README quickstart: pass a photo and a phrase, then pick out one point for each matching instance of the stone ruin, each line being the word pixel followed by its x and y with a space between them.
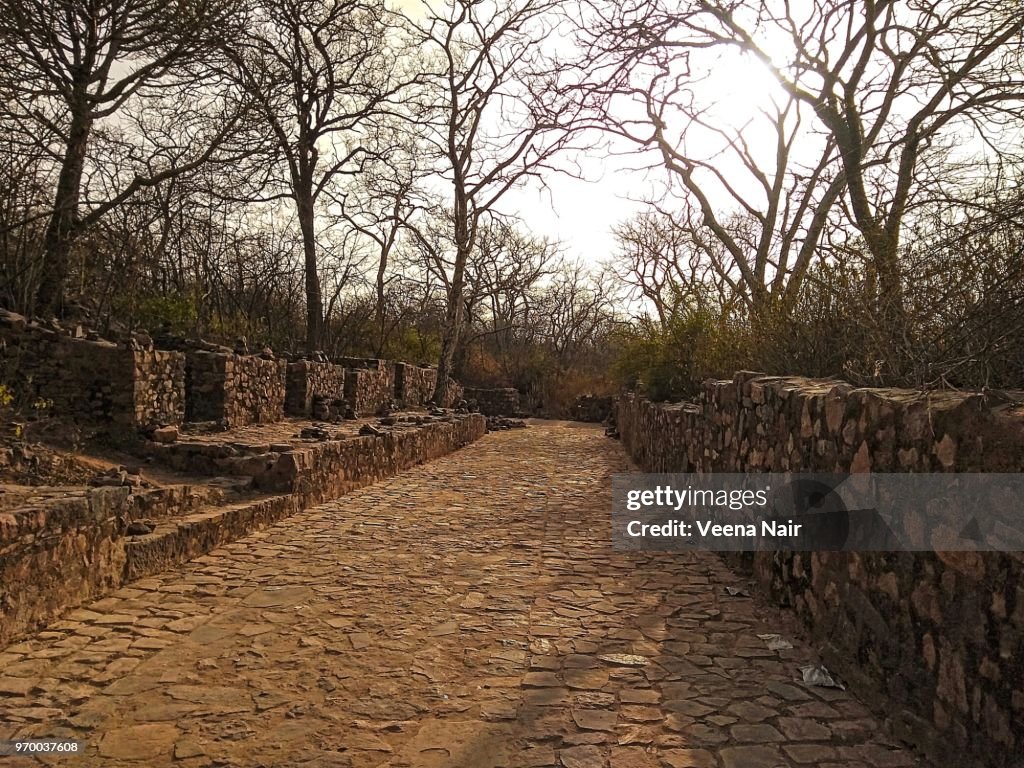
pixel 932 631
pixel 132 385
pixel 117 387
pixel 502 401
pixel 232 389
pixel 65 544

——————

Rewrite every line of the entries above as a numbered list, skipping blank lines and leaving out the pictures.

1. README quickstart: pass a photo and a phrase, then pick out one point for each matching instance of the stone ruin, each line being the word pixel followed by its x and y with a space between them.
2. pixel 932 631
3. pixel 132 385
4. pixel 117 387
5. pixel 502 401
6. pixel 232 389
7. pixel 65 544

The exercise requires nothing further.